Output each of the following rows again, copied line for line without any changes.

Named-object pointing rows:
* * * * *

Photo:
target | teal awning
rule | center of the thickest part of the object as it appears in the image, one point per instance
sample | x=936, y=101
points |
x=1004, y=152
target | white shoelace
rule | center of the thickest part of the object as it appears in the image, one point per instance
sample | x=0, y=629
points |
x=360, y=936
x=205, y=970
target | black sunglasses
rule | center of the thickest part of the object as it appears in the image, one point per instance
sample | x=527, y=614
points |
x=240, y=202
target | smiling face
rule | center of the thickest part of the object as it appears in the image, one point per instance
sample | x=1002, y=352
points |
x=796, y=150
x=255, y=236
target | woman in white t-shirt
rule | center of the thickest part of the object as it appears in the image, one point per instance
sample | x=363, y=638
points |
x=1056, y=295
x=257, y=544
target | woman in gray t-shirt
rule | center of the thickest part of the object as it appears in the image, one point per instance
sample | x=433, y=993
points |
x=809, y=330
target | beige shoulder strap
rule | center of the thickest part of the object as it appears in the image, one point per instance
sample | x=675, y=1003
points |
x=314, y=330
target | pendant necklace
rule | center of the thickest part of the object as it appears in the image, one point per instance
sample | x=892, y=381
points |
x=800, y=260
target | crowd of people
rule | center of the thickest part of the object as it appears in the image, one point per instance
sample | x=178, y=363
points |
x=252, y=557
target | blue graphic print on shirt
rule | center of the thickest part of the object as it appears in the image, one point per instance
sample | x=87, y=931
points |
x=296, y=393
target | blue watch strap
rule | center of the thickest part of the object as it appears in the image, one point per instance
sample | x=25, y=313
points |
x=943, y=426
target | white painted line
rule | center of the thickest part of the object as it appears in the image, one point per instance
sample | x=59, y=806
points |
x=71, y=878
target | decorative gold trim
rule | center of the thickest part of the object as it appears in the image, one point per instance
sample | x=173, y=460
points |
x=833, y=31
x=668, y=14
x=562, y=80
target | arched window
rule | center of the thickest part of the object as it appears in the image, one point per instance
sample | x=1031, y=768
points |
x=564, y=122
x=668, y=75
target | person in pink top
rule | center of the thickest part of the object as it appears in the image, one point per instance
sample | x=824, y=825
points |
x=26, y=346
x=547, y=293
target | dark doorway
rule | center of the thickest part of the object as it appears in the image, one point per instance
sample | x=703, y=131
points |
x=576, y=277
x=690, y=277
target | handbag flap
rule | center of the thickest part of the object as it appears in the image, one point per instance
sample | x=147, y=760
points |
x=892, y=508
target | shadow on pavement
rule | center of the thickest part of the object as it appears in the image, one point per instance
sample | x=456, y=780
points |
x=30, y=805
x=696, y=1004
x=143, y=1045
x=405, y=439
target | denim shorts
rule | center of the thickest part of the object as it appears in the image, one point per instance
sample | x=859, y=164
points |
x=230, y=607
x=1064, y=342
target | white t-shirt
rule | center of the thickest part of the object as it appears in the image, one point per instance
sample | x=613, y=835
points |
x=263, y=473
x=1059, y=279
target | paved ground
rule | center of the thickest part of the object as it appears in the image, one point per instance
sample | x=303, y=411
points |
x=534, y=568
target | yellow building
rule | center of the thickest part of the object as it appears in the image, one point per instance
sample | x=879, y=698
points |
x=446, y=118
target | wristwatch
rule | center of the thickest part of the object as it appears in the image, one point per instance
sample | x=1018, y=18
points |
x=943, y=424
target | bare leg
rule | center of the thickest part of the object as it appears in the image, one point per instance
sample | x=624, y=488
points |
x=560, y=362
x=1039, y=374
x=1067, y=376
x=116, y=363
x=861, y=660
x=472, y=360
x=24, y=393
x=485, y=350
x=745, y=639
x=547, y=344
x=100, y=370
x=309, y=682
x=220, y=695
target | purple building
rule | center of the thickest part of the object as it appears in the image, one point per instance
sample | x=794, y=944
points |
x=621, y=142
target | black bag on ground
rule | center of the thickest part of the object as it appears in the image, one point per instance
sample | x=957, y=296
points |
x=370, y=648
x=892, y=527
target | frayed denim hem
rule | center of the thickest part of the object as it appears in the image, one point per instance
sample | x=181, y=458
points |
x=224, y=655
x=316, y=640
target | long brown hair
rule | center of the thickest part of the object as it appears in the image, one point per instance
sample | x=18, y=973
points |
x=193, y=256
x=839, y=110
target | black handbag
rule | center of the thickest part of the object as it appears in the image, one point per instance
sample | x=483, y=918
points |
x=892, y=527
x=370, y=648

* * * * *

Final result »
Photo:
target | teal awning
rule | center of the thickest part of the object as it appears in the image, one point per instance
sample | x=936, y=101
points |
x=1004, y=152
target | white shoelace
rule | center of the thickest part of the object as it appears in the image, one point per instance
sample | x=0, y=629
points |
x=360, y=936
x=205, y=970
target | black sunglasses
rule | center of the thickest part of the object as it appears in the image, one point per instance
sample | x=527, y=614
points |
x=240, y=202
target | smiling face
rule | center of the thickest part of the object as it appears in the image, one point per instance
sample | x=1002, y=352
points |
x=796, y=150
x=255, y=236
target | woman in white t-shirt
rule | center of the thickest part of the object as it appears in the image, one point per instance
sample | x=363, y=638
points |
x=1056, y=295
x=257, y=544
target | woman in gray t-shirt
rule | center of the thickest part of the object as it appears in the image, one point per instance
sample | x=433, y=993
points |
x=809, y=330
target | beige shoulder strap
rule | center of the thickest part of the object as it appears in the image, one point per instance
sample | x=675, y=1003
points |
x=314, y=330
target | pendant necklace
rule | center of the thickest part of the object as it appears in the image, one point per instance
sample | x=892, y=381
points |
x=800, y=260
target | crowd of people
rule | center of the thickest part of the object as it appears in the image, one point per instance
sample | x=178, y=363
points |
x=252, y=557
target | blue graphic print on shirt
rule | center of the thickest part of the object as it appears in the image, one point per instance
sample | x=87, y=931
points |
x=296, y=393
target | blue watch strap
rule | center of the thickest part of the object as it appears in the image, one point per instance
sample | x=25, y=313
points |
x=943, y=426
target | white painted line
rule | center of the thickest part of the object as it appears in the image, one point per instance
sample | x=59, y=806
points |
x=71, y=878
target | decorative gold trim
rule | center of the thickest part of the object as it appears in the image, one point per instance
sample | x=173, y=460
points |
x=833, y=31
x=668, y=14
x=562, y=80
target | arched window
rule | center of the thickest part of the object as it appears in the image, one point per instance
sample | x=1031, y=768
points |
x=564, y=122
x=668, y=75
target | person in pink top
rule | center of the thickest part of the object as it appears in the image, one point per instance
sample | x=824, y=825
points |
x=26, y=346
x=547, y=293
target | dark doorway
rule | center of the thickest part of the object as it appears in the image, one point per instance
sample | x=703, y=131
points |
x=576, y=277
x=690, y=277
target | handbag flap
rule | center of the thickest part of the object as it appears in the image, one point per instance
sample | x=147, y=760
points |
x=892, y=508
target | shadow on pavement
rule | center of the thickest part of the object as it appears in the image, one point per instance
sample | x=456, y=780
points |
x=30, y=805
x=696, y=1004
x=143, y=1045
x=405, y=439
target | denim shorts
rule | center of the thickest part of the object as it appears in the image, one point per instance
sample | x=859, y=164
points |
x=230, y=607
x=1064, y=342
target | white t-shirt
rule | center of the thickest part of the object as it appears in the image, one point per instance
sample | x=613, y=835
points |
x=263, y=473
x=1059, y=279
target | paved ground
rule | center of the thickest part of the object as it appears in the image, one point per instance
sample | x=303, y=411
points |
x=534, y=568
target | yellow building
rule | center of the thickest part of the object as it appears in the image, one point per instance
sample | x=879, y=698
points |
x=446, y=118
target | wristwatch
rule | center of the thickest part of the object as it appears in the image, one point per instance
sample | x=1018, y=18
points |
x=943, y=424
target | bare leg
rule | center of the thickest part of the object as it appears in the image, one point per instance
sample | x=624, y=488
points |
x=560, y=362
x=1039, y=374
x=1067, y=376
x=116, y=363
x=861, y=660
x=472, y=360
x=24, y=393
x=485, y=350
x=745, y=639
x=547, y=344
x=100, y=370
x=309, y=682
x=220, y=695
target | purple building
rule | center of the thickest part of the object as it appears in the image, one point per instance
sample | x=794, y=944
points |
x=621, y=142
target | black bag on ground
rule | center of the thickest part of the object as it appears in the image, one point per instance
sample | x=957, y=296
points |
x=370, y=648
x=892, y=527
target | frayed denim hem
rule | center of the thickest part of the object as it appears in the image, one point per instance
sample | x=181, y=458
points |
x=224, y=655
x=316, y=640
target | long brown hair
rule | center of the thickest part of the object as it appears in the image, one point per instance
sample | x=18, y=973
points |
x=193, y=256
x=839, y=110
target | black handbag
rule | center of the thickest part of the object as it appears in the image, one point per instance
sample | x=483, y=918
points |
x=892, y=527
x=370, y=648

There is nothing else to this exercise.